JOB:
Beginning with the line where "For the scene shown above, tell me where the rectangular" appears, restate the lines word for word through the last one in the listing.

PROVIDED DATA:

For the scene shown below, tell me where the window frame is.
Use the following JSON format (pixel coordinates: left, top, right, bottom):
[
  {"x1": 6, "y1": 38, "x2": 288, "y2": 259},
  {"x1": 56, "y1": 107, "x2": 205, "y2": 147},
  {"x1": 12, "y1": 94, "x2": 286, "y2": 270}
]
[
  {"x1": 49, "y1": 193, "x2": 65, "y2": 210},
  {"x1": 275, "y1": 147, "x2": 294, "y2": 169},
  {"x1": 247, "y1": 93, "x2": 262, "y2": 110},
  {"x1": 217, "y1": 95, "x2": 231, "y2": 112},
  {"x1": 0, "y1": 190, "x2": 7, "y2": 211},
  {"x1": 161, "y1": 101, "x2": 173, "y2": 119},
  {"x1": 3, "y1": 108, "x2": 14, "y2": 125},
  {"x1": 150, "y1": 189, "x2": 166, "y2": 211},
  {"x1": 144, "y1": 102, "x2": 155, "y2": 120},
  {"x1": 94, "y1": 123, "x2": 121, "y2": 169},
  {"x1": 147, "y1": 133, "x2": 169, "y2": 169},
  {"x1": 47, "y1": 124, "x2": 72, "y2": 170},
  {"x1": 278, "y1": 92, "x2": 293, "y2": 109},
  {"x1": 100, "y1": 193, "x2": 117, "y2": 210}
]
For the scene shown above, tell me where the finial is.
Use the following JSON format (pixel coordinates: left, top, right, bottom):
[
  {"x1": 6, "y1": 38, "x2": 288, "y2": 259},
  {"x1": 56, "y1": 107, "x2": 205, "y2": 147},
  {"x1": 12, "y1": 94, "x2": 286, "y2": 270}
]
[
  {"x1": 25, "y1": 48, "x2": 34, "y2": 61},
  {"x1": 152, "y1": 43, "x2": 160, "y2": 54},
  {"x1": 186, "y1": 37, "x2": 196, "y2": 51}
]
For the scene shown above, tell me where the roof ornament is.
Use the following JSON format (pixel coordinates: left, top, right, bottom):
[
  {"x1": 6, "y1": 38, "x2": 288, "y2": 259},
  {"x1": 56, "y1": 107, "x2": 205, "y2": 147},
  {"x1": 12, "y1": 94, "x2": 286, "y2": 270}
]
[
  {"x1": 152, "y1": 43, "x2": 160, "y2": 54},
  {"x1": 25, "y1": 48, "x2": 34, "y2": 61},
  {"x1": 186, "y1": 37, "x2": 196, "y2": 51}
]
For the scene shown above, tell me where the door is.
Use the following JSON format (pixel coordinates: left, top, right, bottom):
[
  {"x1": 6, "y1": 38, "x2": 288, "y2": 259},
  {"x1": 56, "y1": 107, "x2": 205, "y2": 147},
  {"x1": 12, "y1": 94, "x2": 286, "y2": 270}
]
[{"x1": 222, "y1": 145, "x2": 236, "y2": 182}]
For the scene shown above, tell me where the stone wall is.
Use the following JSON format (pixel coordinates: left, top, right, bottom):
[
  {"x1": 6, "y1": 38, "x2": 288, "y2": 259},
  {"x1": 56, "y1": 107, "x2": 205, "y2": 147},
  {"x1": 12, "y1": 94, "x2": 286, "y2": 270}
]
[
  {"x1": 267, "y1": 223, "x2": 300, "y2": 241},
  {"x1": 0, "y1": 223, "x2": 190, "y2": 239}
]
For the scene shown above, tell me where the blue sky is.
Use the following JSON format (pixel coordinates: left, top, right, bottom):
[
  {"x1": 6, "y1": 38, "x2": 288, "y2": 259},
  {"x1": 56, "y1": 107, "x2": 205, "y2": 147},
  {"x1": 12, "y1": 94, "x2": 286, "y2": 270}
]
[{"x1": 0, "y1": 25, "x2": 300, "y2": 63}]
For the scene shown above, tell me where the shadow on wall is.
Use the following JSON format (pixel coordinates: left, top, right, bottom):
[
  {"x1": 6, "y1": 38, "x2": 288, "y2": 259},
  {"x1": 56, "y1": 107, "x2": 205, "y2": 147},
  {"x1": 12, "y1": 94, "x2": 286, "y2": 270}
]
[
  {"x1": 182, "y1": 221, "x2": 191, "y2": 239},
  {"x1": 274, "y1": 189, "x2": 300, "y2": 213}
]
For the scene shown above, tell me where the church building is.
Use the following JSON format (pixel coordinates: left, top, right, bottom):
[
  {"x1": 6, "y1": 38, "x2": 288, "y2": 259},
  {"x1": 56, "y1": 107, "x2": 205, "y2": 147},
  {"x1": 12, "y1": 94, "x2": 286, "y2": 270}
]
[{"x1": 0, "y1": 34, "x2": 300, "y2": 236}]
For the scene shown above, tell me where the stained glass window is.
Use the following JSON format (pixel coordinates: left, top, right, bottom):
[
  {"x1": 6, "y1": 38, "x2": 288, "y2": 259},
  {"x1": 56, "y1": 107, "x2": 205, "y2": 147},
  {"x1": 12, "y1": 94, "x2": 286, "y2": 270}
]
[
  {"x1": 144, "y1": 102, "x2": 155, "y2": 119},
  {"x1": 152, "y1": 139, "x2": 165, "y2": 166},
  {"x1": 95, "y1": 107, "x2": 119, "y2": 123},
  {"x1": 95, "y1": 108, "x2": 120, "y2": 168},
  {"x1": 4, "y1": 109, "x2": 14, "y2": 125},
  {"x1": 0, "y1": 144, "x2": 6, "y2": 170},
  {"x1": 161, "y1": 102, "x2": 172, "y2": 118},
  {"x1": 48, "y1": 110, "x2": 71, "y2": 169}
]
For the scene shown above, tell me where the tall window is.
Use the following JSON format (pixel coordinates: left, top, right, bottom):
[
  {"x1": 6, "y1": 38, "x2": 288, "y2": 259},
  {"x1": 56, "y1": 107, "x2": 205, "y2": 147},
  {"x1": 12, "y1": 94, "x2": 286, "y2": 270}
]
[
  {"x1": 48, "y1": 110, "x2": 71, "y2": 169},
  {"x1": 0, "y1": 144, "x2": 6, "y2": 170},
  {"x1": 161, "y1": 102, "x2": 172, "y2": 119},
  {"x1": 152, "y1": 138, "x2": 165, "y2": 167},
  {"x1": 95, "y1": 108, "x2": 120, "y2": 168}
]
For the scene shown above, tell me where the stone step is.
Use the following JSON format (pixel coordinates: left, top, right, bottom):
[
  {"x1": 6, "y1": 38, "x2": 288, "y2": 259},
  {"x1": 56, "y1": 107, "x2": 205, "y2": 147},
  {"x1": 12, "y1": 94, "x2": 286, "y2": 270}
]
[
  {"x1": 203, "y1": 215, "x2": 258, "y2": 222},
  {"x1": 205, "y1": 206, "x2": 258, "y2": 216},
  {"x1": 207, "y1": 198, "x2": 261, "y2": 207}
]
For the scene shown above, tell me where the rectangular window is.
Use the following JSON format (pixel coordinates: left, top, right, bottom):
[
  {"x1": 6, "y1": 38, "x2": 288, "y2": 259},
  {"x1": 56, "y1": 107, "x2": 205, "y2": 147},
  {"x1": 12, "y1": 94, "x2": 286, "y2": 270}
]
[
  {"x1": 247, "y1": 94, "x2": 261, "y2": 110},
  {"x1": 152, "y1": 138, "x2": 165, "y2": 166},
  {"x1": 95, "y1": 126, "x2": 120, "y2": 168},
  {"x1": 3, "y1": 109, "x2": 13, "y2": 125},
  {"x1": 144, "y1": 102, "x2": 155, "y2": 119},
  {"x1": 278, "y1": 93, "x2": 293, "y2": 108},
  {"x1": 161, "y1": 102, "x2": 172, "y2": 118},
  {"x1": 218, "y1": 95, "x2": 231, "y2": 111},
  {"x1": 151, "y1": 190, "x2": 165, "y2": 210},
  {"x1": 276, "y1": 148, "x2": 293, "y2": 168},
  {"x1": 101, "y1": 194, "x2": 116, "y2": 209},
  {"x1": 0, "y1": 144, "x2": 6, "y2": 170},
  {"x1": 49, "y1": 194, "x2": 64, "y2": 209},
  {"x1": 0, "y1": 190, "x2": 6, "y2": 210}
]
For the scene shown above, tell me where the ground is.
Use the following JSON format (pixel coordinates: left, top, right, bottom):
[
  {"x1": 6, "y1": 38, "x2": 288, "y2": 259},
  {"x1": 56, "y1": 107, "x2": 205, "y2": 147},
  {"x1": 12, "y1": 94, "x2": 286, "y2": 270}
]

TASK SOLUTION:
For the scene shown above, tell me where the rectangular window is.
Use the following JSON format (pixel coordinates: left, top, right, bottom):
[
  {"x1": 6, "y1": 38, "x2": 288, "y2": 259},
  {"x1": 56, "y1": 107, "x2": 205, "y2": 147},
  {"x1": 12, "y1": 94, "x2": 286, "y2": 270}
]
[
  {"x1": 247, "y1": 94, "x2": 261, "y2": 110},
  {"x1": 152, "y1": 138, "x2": 165, "y2": 166},
  {"x1": 95, "y1": 126, "x2": 120, "y2": 168},
  {"x1": 3, "y1": 109, "x2": 13, "y2": 125},
  {"x1": 144, "y1": 102, "x2": 155, "y2": 119},
  {"x1": 278, "y1": 93, "x2": 293, "y2": 108},
  {"x1": 161, "y1": 102, "x2": 172, "y2": 118},
  {"x1": 218, "y1": 95, "x2": 231, "y2": 111},
  {"x1": 151, "y1": 190, "x2": 165, "y2": 210},
  {"x1": 276, "y1": 148, "x2": 293, "y2": 168},
  {"x1": 101, "y1": 194, "x2": 116, "y2": 209},
  {"x1": 0, "y1": 144, "x2": 6, "y2": 170},
  {"x1": 49, "y1": 194, "x2": 64, "y2": 209},
  {"x1": 0, "y1": 190, "x2": 6, "y2": 210}
]
For the scene shown above, tell me where the ground is.
Use the following JSON format (pixel coordinates: left, top, right, bottom):
[
  {"x1": 6, "y1": 38, "x2": 288, "y2": 259},
  {"x1": 56, "y1": 107, "x2": 205, "y2": 147},
  {"x1": 12, "y1": 94, "x2": 286, "y2": 270}
]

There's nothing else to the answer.